Direction: Return all the data below as it stands, minus the pictures.

Provided information:
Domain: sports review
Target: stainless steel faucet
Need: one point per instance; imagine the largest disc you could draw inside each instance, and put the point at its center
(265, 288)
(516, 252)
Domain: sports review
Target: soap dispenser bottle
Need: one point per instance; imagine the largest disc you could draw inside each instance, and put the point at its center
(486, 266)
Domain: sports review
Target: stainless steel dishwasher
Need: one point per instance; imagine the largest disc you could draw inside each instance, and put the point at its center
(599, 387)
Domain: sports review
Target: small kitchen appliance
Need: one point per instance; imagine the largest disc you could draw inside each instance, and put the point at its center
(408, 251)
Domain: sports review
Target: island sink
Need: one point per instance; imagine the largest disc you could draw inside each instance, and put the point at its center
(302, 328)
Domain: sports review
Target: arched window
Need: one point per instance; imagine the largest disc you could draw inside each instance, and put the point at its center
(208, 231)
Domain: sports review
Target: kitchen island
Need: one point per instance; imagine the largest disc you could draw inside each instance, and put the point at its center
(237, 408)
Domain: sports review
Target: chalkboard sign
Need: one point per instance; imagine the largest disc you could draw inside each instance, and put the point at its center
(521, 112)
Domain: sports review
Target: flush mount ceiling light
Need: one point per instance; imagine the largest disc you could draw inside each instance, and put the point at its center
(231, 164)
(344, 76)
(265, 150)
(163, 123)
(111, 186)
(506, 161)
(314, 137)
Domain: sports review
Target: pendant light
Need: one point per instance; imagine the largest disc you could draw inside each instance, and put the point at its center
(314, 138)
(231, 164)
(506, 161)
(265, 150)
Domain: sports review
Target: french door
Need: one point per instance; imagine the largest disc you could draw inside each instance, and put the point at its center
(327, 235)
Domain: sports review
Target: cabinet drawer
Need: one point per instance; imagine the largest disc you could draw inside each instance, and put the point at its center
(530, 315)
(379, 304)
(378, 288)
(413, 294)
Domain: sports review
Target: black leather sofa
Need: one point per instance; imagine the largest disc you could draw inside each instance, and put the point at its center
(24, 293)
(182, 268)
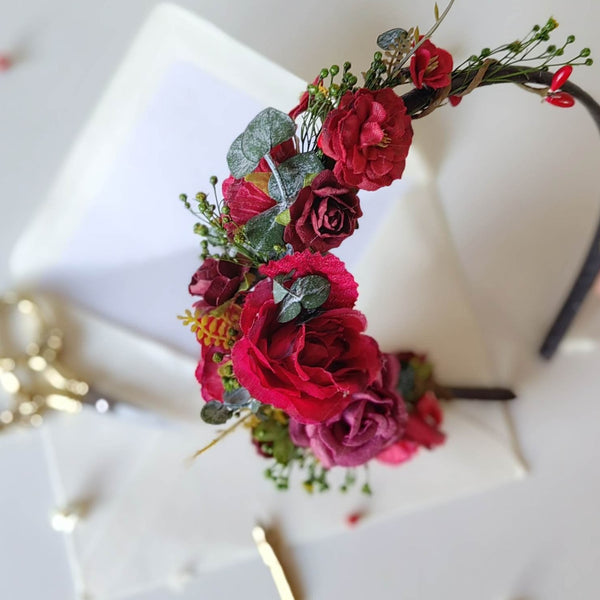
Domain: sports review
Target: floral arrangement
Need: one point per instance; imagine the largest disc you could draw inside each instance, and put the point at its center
(283, 350)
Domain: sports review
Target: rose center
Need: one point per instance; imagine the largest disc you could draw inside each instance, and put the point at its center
(434, 63)
(386, 140)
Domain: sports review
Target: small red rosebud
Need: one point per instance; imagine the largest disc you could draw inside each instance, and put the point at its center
(5, 62)
(560, 77)
(561, 99)
(353, 518)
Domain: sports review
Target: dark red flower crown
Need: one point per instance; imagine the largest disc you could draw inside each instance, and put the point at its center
(282, 347)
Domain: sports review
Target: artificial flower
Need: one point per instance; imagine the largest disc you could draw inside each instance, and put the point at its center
(308, 369)
(368, 136)
(323, 215)
(216, 281)
(431, 66)
(344, 289)
(372, 421)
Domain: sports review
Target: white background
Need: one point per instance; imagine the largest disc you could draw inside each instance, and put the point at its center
(519, 183)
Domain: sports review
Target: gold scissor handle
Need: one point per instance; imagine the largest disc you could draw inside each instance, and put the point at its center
(37, 360)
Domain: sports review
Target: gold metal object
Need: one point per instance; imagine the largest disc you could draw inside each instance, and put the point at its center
(270, 559)
(32, 376)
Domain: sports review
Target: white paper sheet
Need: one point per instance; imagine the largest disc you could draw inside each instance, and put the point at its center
(118, 242)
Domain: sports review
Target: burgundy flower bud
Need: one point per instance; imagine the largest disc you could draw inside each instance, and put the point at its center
(217, 281)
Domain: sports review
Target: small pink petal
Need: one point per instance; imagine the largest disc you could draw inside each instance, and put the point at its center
(5, 62)
(560, 77)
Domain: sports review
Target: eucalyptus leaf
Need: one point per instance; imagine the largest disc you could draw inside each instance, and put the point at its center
(268, 129)
(292, 173)
(313, 290)
(237, 398)
(389, 38)
(284, 218)
(279, 291)
(290, 309)
(283, 450)
(263, 232)
(239, 163)
(215, 413)
(254, 405)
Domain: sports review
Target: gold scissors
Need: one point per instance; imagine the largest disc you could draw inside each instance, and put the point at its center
(30, 375)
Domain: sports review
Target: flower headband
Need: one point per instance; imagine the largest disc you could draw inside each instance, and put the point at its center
(283, 350)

Complete response:
Domain: sports review
Target: stainless steel faucet
Need: one point per instance; imagine the largest disc you could draw inside each instance, and put the point at its center
(265, 288)
(516, 252)
Domain: sports review
Target: soap dispenser bottle
Need: one point per instance; imagine the largest disc you could draw inside each instance, and put the point at its center
(486, 266)
Domain: sports review
Target: stainless steel dishwasher
Need: one point per instance; imagine the largest disc you could draw inside each instance, and put the point at its center
(599, 387)
Domain: sports review
Target: small kitchen appliance
Need: one point per instance; imagine the largest disc you could draw inside each instance, and put the point at its center
(408, 251)
Domain: sports review
Target: island sink
Need: one point per instance; imagine the largest disc you could draw inside each instance, and put the point at its center
(302, 328)
Domain: sports review
Target: arched window
Need: one point per instance; imagine the largest disc you could draw inside each instance, and put the point at its center
(208, 231)
Domain: sports review
Target: kitchen island
Need: one point per instance; imagine the largest disc you could draw inside each instance, and put the point at its center
(237, 408)
Domain: sports review
Target: chalkboard sign
Need: one point per instance; imagine the largest disc you could draw inside each instance, and put the point at its center
(521, 112)
Domain: sports review
Target: flush mount ceiling light
Need: one point per instance; imagine the largest disc you could draw inside each instance, and put the point at its center
(231, 164)
(344, 76)
(265, 150)
(163, 123)
(111, 186)
(506, 161)
(314, 137)
Domain: sports review
Target: pendant light
Need: one point per instance; imagine the largest disc you could draw inside each instance, and put the point at its center
(314, 138)
(231, 164)
(506, 161)
(265, 150)
Domain: sports review
Target: french door
Need: one point per instance; imagine the largest disc you could draw inside each instance, and put the point at its center
(327, 235)
Domain: sports review
Target: cabinet drawer
Need: one point per instance; imagine the largest disc you could draw inside each instance, and put the point at its center
(530, 315)
(379, 304)
(378, 288)
(413, 294)
Domain: sports review
Target: black leather sofa
Need: one point per instance; imagine the largest disc you could draw inside each instance, and put the point at its center
(24, 293)
(182, 268)
Domain: sports review
Target: floral arrangement
Need: one point per instance; imagine the largest disc you could draw inside each instance, and put the point at its center
(283, 350)
Domain: sports review
Target: rose center
Need: one point per instance; imagine the largest disc you could draw inside each instance, and put the point at its center
(434, 63)
(386, 140)
Domain: sports review
Target: small red rosebud
Need: one point per instance; imagine the largest disc you could draw inside each instance, and put the point at its center
(5, 62)
(560, 77)
(561, 99)
(353, 518)
Domain: sports review
Target: dark red flower crown
Need: one point per instance; imagine the largest disc you could draw inside each instance, and put the point at its center
(282, 347)
Domain: sports review
Target: artificial flower
Need: one point per instance; imagine the largest disc you could draw inside each instance, and put the point at its center
(308, 369)
(368, 136)
(323, 215)
(216, 281)
(431, 66)
(344, 289)
(372, 421)
Domain: sports review
Target: white background
Need: one point per instance; imagine the largest disc you could draw inside each instance, and put the point at its center
(519, 183)
Domain: sports review
Target: gold scissor handle
Need: one point per instance; imagine the largest disc you could draw inside each instance, and put the point at its center
(37, 360)
Domain: sports review
Target: gold metal object
Need: one point per instance; imagine the largest disc you could draw inside each instance, and put the point at its center
(270, 559)
(32, 376)
Domain: sports review
Target: white paper sheet
Need: one point per instance; imagine the largest disc you could draw inside each instance, and put the point at its center
(118, 242)
Domain: sports review
Target: burgundy flower bud
Need: one point per instance; imagine the largest disc you could draw inside each instance, and put the point at its center
(217, 281)
Domain: sports review
Target: small pink petal
Need: one point per instance; imagine the largest disc you could draw inside each instance, and put the point at its center
(5, 62)
(560, 77)
Domain: sports review
Target: eucalyptus leaf
Need: one point per instance; imagine the largest disc you could draw inside each instance, and put the point at its center
(268, 129)
(292, 173)
(313, 290)
(237, 398)
(389, 38)
(284, 218)
(279, 291)
(290, 309)
(283, 450)
(263, 232)
(239, 163)
(215, 413)
(254, 405)
Domain: sports review
Target: gold scissors
Need: one point per instance; imagine the largest disc you could draw inside each instance, and put the point at its center
(30, 375)
Domain: sports review
Target: flower headband
Need: one point per instance; imagine the largest disc you could draw inside each instance, and put the point at its center
(283, 350)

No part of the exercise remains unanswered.